▶ **Short problem**
Convert all of the material below into a numbered list with one line per item, and leave out any blank lines.
====
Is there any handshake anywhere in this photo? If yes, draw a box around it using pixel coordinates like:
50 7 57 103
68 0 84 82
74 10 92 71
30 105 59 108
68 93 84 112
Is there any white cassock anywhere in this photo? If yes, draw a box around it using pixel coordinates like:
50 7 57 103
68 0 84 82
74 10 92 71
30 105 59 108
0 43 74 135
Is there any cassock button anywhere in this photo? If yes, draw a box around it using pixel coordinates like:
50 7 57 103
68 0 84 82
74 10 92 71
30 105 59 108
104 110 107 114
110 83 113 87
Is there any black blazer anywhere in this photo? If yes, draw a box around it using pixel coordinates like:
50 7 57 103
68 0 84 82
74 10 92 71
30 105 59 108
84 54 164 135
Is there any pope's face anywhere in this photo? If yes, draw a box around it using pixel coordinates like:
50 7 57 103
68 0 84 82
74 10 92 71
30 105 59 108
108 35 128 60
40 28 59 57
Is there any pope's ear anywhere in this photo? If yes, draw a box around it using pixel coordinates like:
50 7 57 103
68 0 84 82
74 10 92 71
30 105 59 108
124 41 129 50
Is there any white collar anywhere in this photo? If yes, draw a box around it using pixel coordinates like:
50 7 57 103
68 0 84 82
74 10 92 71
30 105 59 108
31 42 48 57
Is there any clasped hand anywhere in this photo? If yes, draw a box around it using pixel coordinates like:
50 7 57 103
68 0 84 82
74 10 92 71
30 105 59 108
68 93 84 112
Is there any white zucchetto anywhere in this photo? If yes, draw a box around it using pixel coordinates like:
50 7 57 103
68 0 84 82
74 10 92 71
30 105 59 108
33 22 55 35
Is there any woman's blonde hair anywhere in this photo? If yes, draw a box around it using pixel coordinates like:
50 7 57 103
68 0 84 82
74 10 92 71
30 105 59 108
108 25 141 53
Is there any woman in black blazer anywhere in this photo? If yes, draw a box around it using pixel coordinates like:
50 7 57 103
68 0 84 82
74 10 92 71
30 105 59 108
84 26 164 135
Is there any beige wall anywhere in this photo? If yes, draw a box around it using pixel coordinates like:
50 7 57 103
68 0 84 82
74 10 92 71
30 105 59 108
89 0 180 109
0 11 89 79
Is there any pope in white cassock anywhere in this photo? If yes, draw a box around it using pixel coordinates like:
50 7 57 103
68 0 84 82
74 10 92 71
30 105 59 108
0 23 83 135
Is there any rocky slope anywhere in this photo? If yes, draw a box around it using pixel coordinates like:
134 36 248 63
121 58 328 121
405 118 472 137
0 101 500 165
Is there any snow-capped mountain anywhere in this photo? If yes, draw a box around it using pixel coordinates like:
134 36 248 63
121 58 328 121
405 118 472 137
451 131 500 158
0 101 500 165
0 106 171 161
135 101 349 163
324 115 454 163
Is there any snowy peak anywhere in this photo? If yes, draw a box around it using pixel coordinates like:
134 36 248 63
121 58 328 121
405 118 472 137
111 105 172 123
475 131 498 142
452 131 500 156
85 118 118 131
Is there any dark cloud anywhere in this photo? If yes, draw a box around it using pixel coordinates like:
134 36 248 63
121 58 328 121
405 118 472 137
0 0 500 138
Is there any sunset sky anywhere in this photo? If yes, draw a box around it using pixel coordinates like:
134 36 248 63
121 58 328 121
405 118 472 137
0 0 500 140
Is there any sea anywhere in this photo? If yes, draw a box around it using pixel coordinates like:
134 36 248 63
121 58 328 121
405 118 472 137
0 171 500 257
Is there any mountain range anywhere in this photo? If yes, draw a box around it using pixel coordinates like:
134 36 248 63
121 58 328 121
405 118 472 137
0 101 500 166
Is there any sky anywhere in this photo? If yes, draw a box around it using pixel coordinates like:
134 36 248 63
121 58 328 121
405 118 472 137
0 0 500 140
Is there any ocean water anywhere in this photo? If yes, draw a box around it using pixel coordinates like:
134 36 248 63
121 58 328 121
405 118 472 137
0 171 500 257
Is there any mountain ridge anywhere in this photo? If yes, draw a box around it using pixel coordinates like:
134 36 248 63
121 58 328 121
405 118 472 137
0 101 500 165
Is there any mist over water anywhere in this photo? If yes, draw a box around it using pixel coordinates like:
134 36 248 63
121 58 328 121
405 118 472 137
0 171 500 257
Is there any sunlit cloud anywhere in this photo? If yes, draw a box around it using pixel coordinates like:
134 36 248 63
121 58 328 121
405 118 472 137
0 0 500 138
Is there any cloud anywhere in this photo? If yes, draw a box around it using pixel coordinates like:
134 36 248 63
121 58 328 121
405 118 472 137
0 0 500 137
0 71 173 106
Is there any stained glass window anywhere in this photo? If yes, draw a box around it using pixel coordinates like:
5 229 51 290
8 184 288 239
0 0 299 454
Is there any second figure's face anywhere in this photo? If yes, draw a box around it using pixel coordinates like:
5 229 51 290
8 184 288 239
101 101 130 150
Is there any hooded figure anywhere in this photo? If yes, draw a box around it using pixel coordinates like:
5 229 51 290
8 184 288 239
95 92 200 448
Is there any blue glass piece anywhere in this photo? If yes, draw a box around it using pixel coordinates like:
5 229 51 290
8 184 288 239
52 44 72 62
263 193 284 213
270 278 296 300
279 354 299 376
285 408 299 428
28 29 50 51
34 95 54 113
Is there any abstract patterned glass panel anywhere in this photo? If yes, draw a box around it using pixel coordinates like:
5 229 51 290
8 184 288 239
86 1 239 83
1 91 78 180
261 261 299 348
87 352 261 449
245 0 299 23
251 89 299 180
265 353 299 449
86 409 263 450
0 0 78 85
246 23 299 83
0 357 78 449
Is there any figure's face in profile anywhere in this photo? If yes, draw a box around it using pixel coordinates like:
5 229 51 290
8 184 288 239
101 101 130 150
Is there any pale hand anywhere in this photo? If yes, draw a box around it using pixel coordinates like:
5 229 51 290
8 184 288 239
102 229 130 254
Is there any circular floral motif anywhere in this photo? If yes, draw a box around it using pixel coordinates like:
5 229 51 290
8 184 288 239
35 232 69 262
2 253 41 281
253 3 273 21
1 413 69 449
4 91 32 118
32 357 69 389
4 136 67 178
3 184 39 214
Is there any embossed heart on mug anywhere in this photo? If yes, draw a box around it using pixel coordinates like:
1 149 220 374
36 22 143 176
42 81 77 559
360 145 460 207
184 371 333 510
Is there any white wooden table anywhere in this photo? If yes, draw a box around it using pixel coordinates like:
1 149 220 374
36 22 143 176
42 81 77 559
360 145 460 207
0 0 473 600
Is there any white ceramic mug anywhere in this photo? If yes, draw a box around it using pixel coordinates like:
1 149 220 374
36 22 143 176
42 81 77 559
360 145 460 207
====
▶ **Exercise answer**
1. Is there any handshake anywhere in this photo? If yes, draw a box around it using pixel coordinates like:
2. 50 7 57 103
3. 68 0 84 82
4. 74 10 92 71
5. 30 105 59 108
6. 68 93 84 112
7. Is there any white cassock anywhere in this photo? If yes, draw a box around it using pixel coordinates like:
8. 50 7 57 103
9. 68 0 84 82
10. 74 10 92 71
11. 30 105 59 108
12. 0 43 74 135
13. Is there any cassock button anywhere in this photo? If yes, draw a box around it using pixel coordinates like:
14. 50 7 57 103
15. 68 0 84 82
16. 74 10 92 71
17. 30 105 59 108
18. 104 110 107 114
19. 110 83 113 87
20. Is there any black blazer anywhere in this photo? If yes, draw a box around it using pixel coordinates like:
21. 50 7 57 103
22. 68 0 84 82
23. 74 10 92 71
24. 30 105 59 108
25. 84 54 164 135
26. Is there any pope's face anywhere in this photo? If yes, draw a box around it using pixel coordinates like:
27. 50 7 57 103
28. 68 0 84 82
29. 74 10 92 71
30. 30 105 59 108
31. 108 35 128 60
32. 40 28 59 57
33. Is there any pope's ear anywhere in this photo? If yes, draw a box around it using pixel coordinates like:
34. 50 7 57 103
35. 68 0 84 82
36. 74 10 92 71
37. 30 105 59 108
38. 124 41 129 50
39. Is there any white collar anywhere in this photo? If yes, draw a box around it using pixel coordinates like:
40. 50 7 57 103
41. 68 0 84 82
42. 74 10 92 71
43. 30 105 59 108
44. 31 42 48 57
45. Is there any clasped hand anywhere in this photo? If yes, draw a box around it using pixel coordinates like:
46. 50 7 57 103
47. 68 0 84 82
48. 74 10 92 71
49. 30 105 59 108
50. 68 93 84 112
51. Is there any white zucchetto anywhere in this photo? If yes, draw a box around it using pixel coordinates like:
52. 50 7 57 103
53. 68 0 84 82
54. 74 10 92 71
55. 30 105 59 108
56. 33 22 55 35
57. Is there any woman's blonde hair anywhere in this photo? If yes, draw a box around it using pixel coordinates like:
58. 50 7 57 103
59. 68 0 84 82
60. 74 10 92 71
61. 30 105 59 108
62. 108 25 141 53
63. Is there any woman in black blazer anywhere in this photo? If yes, draw a box around it using pixel coordinates like:
64. 50 7 57 103
65. 68 0 84 82
66. 74 10 92 71
67. 30 105 59 108
68. 84 26 164 135
69. Is there any beige wall anywhere in this photo? If yes, draw a box around it using pixel coordinates like:
70. 50 7 57 103
71. 68 0 84 82
72. 74 10 92 71
73. 30 105 59 108
74. 89 0 180 109
75. 0 11 89 79
76. Is there any pope in white cassock anywhere in this photo? If yes, draw a box around it using pixel coordinates like:
77. 50 7 57 103
78. 68 0 84 82
79. 74 10 92 71
80. 30 105 59 108
81. 0 23 83 135
82. Is there any rocky slope anywhere in this photo? If yes, draw a box around it using pixel coordinates like:
83. 134 36 248 63
84. 121 58 328 121
85. 405 118 472 137
86. 0 101 500 165
87. Is there any snow-capped mountain anywhere in this photo? If yes, draw a box around it using pixel coordinates like:
88. 134 36 248 63
89. 121 58 328 121
90. 405 118 472 137
91. 451 131 500 158
92. 0 101 500 165
93. 0 106 171 161
94. 135 101 349 163
95. 324 115 454 163
96. Is there any snowy peak anywhere in this photo? If yes, draw a box around it using pixel coordinates like:
97. 134 36 248 63
98. 121 58 328 121
99. 405 118 472 137
100. 111 105 172 123
101. 475 131 498 142
102. 452 131 500 156
103. 85 118 118 131
104. Is there any dark cloud anywhere in this photo? If yes, draw a box around it using pixel coordinates like:
105. 134 36 248 63
106. 121 58 328 121
107. 405 118 472 137
108. 0 0 500 138
109. Is there any sunset sky anywhere in this photo? If yes, draw a box around it using pixel coordinates like:
110. 134 36 248 63
111. 121 58 328 121
112. 405 118 472 137
113. 0 0 500 140
114. Is there any sea anywhere in this photo? If yes, draw a box around it using pixel coordinates like:
115. 134 36 248 63
116. 121 58 328 121
117. 405 118 472 137
118. 0 171 500 257
119. Is there any mountain range anywhere in this photo? If yes, draw a box around it using pixel coordinates like:
120. 134 36 248 63
121. 121 58 328 121
122. 405 118 472 137
123. 0 101 500 166
124. Is there any sky anywhere in this photo? If yes, draw a box around it using pixel coordinates like:
125. 134 36 248 63
126. 121 58 328 121
127. 405 118 472 137
128. 0 0 500 140
129. Is there any ocean water anywhere in this photo? If yes, draw a box around it using pixel coordinates like:
130. 134 36 248 63
131. 121 58 328 121
132. 405 118 472 137
133. 0 171 500 257
134. Is there any mountain ridge anywhere in this photo? If yes, draw a box around it using pixel coordinates like:
135. 134 36 248 63
136. 121 58 328 121
137. 405 118 472 137
138. 0 101 500 165
139. Is there any mist over water anywhere in this photo? If yes, draw a box around it using pixel coordinates like:
140. 134 36 248 63
141. 121 58 328 121
142. 405 118 472 137
143. 0 171 500 257
144. Is there any sunlit cloud anywhere in this photo? If yes, draw a box around it using pixel coordinates like:
145. 134 36 248 63
146. 121 58 328 121
147. 405 118 472 137
148. 0 0 500 138
149. Is there any cloud anywhere in this photo? If yes, draw a box around it using pixel coordinates like:
150. 134 36 248 63
151. 121 58 328 121
152. 405 118 472 137
153. 0 0 500 137
154. 0 71 173 106
155. Is there any stained glass window anywhere in this photo? If yes, draw a box around it using pixel coordinates like:
156. 5 229 51 290
157. 8 184 288 239
158. 0 0 299 454
159. Is there any second figure's face anywhere in this photo? If yes, draw a box around it using pixel coordinates like:
160. 5 229 51 290
161. 8 184 288 239
162. 101 101 130 150
163. Is there any hooded figure anywhere in this photo? If yes, draw a box around it using pixel coordinates like:
164. 5 229 51 290
165. 8 184 288 239
166. 95 92 200 448
167. Is there any blue glass piece anywhere in this photo? If yes, draw a box around it using pixel coordinates like:
168. 5 229 51 290
169. 8 184 288 239
170. 52 44 72 62
171. 263 193 284 213
172. 270 278 296 300
173. 279 354 299 376
174. 285 408 299 428
175. 28 29 50 51
176. 34 95 54 113
177. Is there any abstract patterned glass panel anywhere in this photo? If yes, draw a box around it using pixel coordinates like:
178. 5 229 51 290
179. 8 184 288 239
180. 86 1 239 83
181. 1 91 78 180
182. 261 261 299 348
183. 87 352 261 449
184. 245 0 299 23
185. 251 89 299 180
186. 265 353 299 449
187. 86 409 263 450
188. 0 0 78 85
189. 246 23 299 83
190. 0 357 78 449
191. Is there any figure's face in profile anywhere in this photo? If yes, draw a box around it using pixel coordinates like:
192. 5 229 51 290
193. 8 184 288 239
194. 101 101 130 150
195. Is there any pale hand anywhere in this photo? If yes, draw a box around it using pixel coordinates like:
196. 5 229 51 290
197. 8 184 288 239
198. 102 229 130 254
199. Is there any circular floral motif anywhere in this photo? If yes, draw a box around it using pixel coordinates like:
200. 5 229 51 290
201. 8 184 288 239
202. 35 232 69 262
203. 2 253 41 281
204. 253 3 273 21
205. 1 413 69 449
206. 4 91 32 118
207. 32 357 69 389
208. 4 136 67 178
209. 3 184 39 214
210. Is there any embossed heart on mug anywhere in this photo? If yes, draw a box around it using pixel coordinates like:
211. 1 149 220 374
212. 36 22 143 176
213. 42 81 77 559
214. 360 145 460 207
215. 184 371 333 510
216. Is there any white wooden table anywhere in this photo? If yes, draw a box around it using pixel coordinates like:
217. 1 149 220 374
218. 36 22 143 176
219. 42 81 77 559
220. 360 145 460 207
221. 0 0 473 600
222. Is there any white ceramic mug anywhere in this photo? If yes, draw a box around it using pixel coordinates like:
223. 1 149 220 374
224. 36 22 143 176
225. 42 81 77 559
226. 360 145 460 207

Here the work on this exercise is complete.